*Source document*:
For the past three years, Senior Research Scientist Tracy Gladstone, Ph.D., and her research team have screened students in Holliston, Massachusetts, for depression. By early February of this year, they had screened 620 students in grades 7, 9, and 11, and met personally with the 20-25 percent who reported experiencing symptoms of depression. They made contact with those students’ families, and in some cases referred them to resources outside the school.
Then the COVID-19 pandemic hit. Dr. Gladstone and her team wondered how many of the students they had screened a few months ago were now experiencing depressive symptoms, and how many were affected by anxiety as well. To find out, they will be completing follow-up screenings remotely in the next few months.
“When all of this started, I thought of a study I read years ago about a researcher who collected data from Stanford students before the Loma Prieta earthquake in 1989,” said Dr. Gladstone. “Then she went back and collected follow-up data afterward. It was an example of finding some use in a disaster and being able to learn something from it.”

*Problem description*: Continue the article about screening Holliston students for depression, starting right after its final paragraph.

*Exercise data*:
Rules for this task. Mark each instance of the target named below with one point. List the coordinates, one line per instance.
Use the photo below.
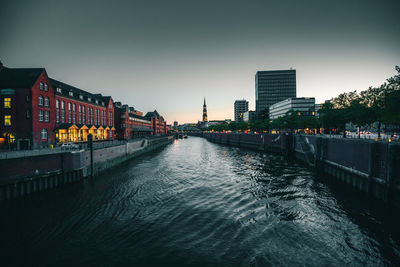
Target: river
(200, 204)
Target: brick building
(79, 113)
(158, 123)
(27, 109)
(37, 111)
(131, 123)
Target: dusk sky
(168, 55)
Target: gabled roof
(66, 88)
(152, 114)
(19, 77)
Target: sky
(169, 55)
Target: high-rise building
(272, 87)
(241, 106)
(205, 119)
(302, 106)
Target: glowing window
(7, 120)
(43, 134)
(7, 102)
(40, 100)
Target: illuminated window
(40, 115)
(43, 134)
(7, 102)
(7, 120)
(47, 116)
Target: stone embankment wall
(21, 176)
(369, 166)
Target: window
(7, 120)
(74, 113)
(47, 116)
(43, 134)
(62, 111)
(40, 115)
(7, 102)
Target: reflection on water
(199, 203)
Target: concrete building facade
(240, 107)
(272, 87)
(303, 106)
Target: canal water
(200, 204)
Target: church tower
(205, 111)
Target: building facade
(272, 87)
(158, 123)
(27, 108)
(79, 113)
(131, 123)
(302, 106)
(240, 107)
(205, 117)
(249, 116)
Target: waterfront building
(205, 118)
(27, 108)
(157, 121)
(131, 123)
(240, 107)
(37, 111)
(80, 113)
(303, 106)
(249, 116)
(272, 87)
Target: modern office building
(303, 106)
(272, 87)
(240, 107)
(249, 116)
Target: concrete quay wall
(31, 174)
(368, 166)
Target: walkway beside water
(199, 203)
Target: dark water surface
(198, 203)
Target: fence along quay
(365, 165)
(26, 173)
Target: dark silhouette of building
(240, 107)
(205, 118)
(272, 87)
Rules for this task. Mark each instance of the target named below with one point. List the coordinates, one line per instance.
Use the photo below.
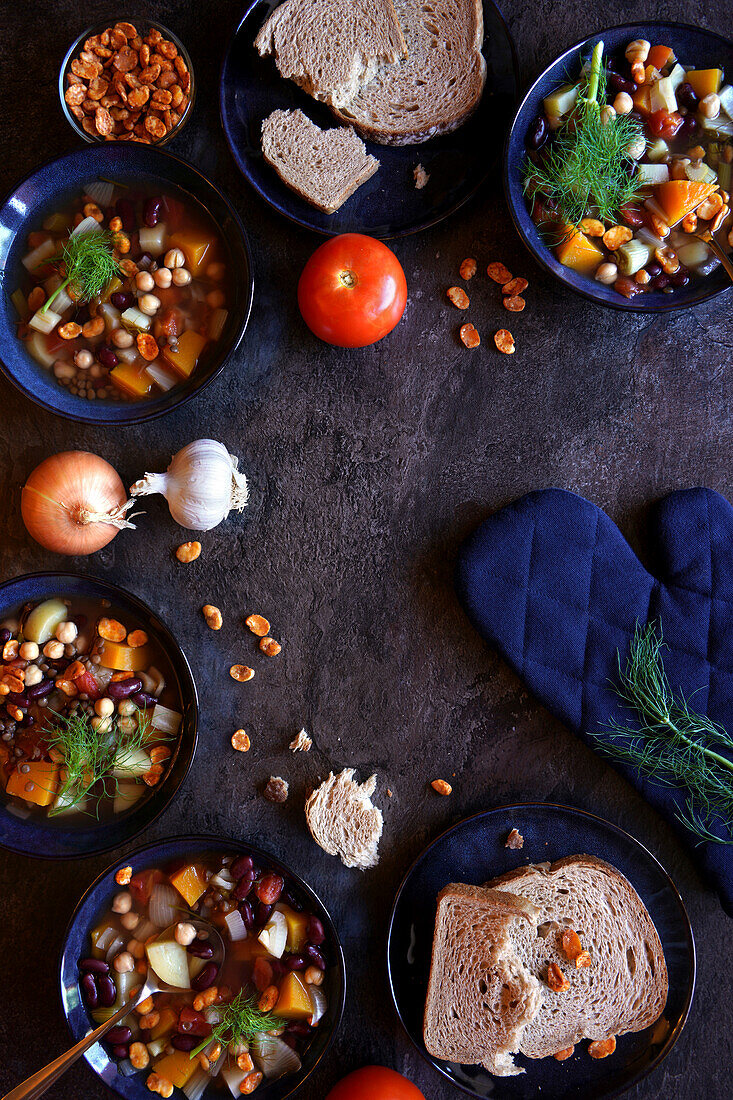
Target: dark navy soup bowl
(59, 180)
(97, 900)
(695, 47)
(34, 834)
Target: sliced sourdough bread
(436, 88)
(480, 994)
(625, 987)
(323, 166)
(331, 47)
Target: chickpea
(162, 277)
(709, 107)
(84, 359)
(149, 304)
(122, 339)
(122, 902)
(185, 934)
(174, 257)
(67, 631)
(181, 276)
(123, 963)
(144, 282)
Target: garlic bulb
(201, 485)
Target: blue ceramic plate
(389, 204)
(695, 47)
(473, 851)
(97, 899)
(37, 835)
(41, 193)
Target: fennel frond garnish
(586, 169)
(674, 745)
(241, 1021)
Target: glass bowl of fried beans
(127, 81)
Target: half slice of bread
(436, 88)
(323, 166)
(625, 987)
(480, 994)
(331, 47)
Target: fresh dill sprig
(241, 1021)
(586, 168)
(90, 755)
(674, 745)
(89, 262)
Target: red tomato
(352, 290)
(375, 1082)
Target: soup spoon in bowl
(164, 958)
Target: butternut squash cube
(190, 882)
(37, 784)
(294, 1001)
(580, 253)
(183, 361)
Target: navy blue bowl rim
(221, 842)
(118, 594)
(507, 810)
(187, 391)
(429, 221)
(537, 248)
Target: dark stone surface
(367, 469)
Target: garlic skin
(201, 485)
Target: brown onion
(74, 503)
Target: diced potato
(294, 1002)
(37, 784)
(703, 81)
(190, 882)
(579, 253)
(183, 361)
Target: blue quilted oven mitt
(550, 583)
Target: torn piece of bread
(436, 88)
(331, 47)
(625, 987)
(343, 821)
(480, 997)
(323, 166)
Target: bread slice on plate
(331, 47)
(480, 994)
(436, 88)
(323, 166)
(625, 987)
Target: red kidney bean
(269, 888)
(121, 299)
(123, 689)
(107, 358)
(200, 949)
(206, 978)
(243, 887)
(152, 211)
(41, 689)
(118, 1035)
(144, 701)
(185, 1042)
(127, 212)
(316, 933)
(89, 991)
(107, 991)
(316, 957)
(95, 966)
(241, 865)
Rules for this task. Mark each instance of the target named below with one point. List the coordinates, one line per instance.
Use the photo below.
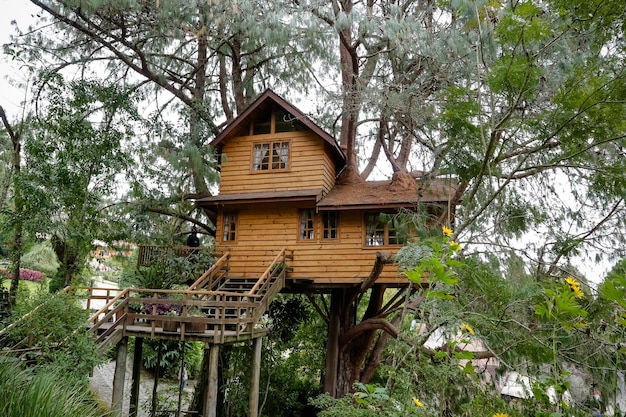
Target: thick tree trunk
(353, 349)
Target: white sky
(23, 12)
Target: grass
(29, 394)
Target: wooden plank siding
(310, 167)
(263, 230)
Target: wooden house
(278, 190)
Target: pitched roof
(385, 194)
(260, 197)
(265, 101)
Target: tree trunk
(18, 204)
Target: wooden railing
(221, 314)
(271, 282)
(215, 275)
(149, 255)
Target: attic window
(277, 121)
(229, 232)
(380, 230)
(268, 156)
(307, 224)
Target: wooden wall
(310, 166)
(262, 231)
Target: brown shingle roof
(385, 194)
(241, 124)
(260, 197)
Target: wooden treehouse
(283, 223)
(278, 191)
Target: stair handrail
(268, 271)
(209, 274)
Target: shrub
(51, 394)
(25, 274)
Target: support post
(210, 403)
(133, 408)
(253, 400)
(119, 377)
(332, 347)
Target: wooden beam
(133, 408)
(332, 347)
(210, 403)
(253, 400)
(119, 377)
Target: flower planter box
(195, 327)
(170, 326)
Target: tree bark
(352, 347)
(17, 245)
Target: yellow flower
(575, 287)
(467, 328)
(417, 402)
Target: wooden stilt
(210, 404)
(332, 348)
(253, 400)
(119, 377)
(133, 408)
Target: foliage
(73, 155)
(25, 274)
(49, 393)
(56, 327)
(170, 356)
(41, 257)
(168, 271)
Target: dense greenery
(520, 103)
(50, 394)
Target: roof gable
(240, 126)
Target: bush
(25, 274)
(51, 394)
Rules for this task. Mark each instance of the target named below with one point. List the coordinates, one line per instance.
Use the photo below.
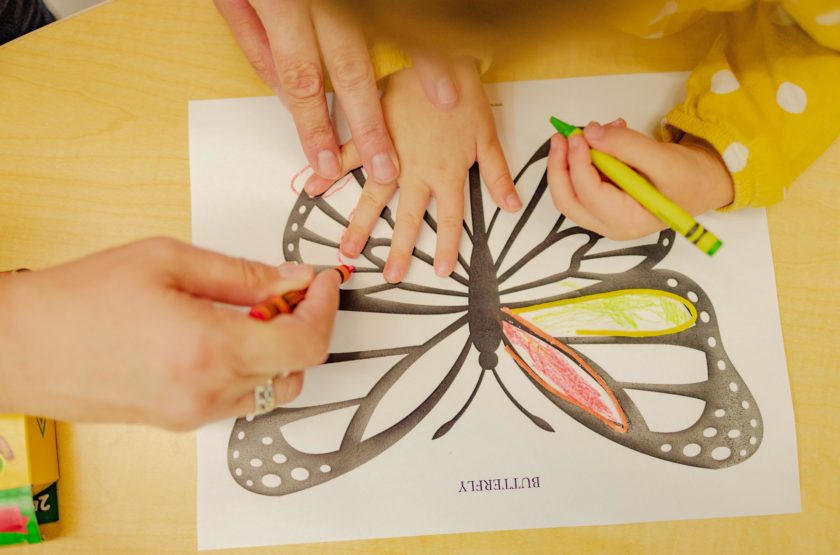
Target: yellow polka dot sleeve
(767, 95)
(388, 58)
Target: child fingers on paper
(436, 150)
(138, 334)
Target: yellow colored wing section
(624, 313)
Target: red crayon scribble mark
(12, 520)
(561, 370)
(334, 188)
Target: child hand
(690, 173)
(436, 149)
(133, 334)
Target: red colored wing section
(560, 370)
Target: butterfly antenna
(533, 417)
(448, 426)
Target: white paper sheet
(244, 153)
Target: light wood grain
(93, 153)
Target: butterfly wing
(572, 298)
(660, 309)
(375, 387)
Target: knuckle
(371, 198)
(557, 201)
(315, 132)
(302, 80)
(408, 220)
(501, 183)
(351, 71)
(251, 273)
(449, 222)
(371, 133)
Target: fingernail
(289, 270)
(443, 269)
(384, 169)
(447, 95)
(328, 165)
(593, 131)
(391, 273)
(513, 202)
(350, 247)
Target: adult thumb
(235, 280)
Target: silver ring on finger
(264, 398)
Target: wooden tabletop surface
(94, 153)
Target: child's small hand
(690, 173)
(436, 149)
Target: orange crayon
(286, 303)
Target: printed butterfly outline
(728, 431)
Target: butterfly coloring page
(554, 369)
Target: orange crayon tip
(256, 314)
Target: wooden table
(93, 153)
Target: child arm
(765, 96)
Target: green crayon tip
(562, 127)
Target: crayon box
(28, 472)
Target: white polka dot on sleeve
(668, 9)
(829, 18)
(735, 157)
(780, 17)
(724, 81)
(791, 98)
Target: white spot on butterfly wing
(664, 412)
(361, 332)
(416, 383)
(649, 363)
(545, 291)
(321, 433)
(340, 381)
(552, 260)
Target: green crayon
(647, 195)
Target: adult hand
(284, 41)
(134, 334)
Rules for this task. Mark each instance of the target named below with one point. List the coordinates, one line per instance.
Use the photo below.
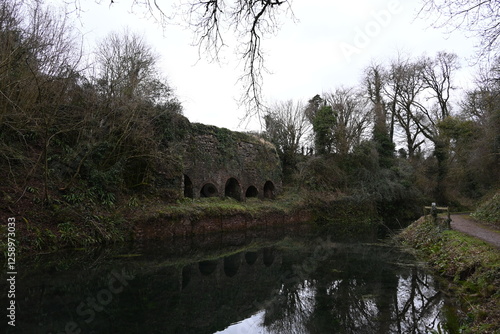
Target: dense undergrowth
(470, 267)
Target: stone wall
(220, 162)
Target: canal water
(272, 281)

*Output for this task*:
The researchers will send students a link to an online survey, and then follow up by phone with those who report symptoms (as well as talk with their parents or guardians). When it’s needed, they will also offer referrals to treatment resources that are available remotely. The plan is to collect the same data on depression as they did earlier in the year, but with additional questions about anxiety, coping strategies, and relationships.
“I’m excited to be able to offer these screenings as a resource to parents and schools,” said Gladstone. “Once we have this data, we’ll be able to make suggestions about how best to support those students who are experiencing symptoms of anxiety and depression. And we’ll know more about what kind of effects this pandemic is having on kids.”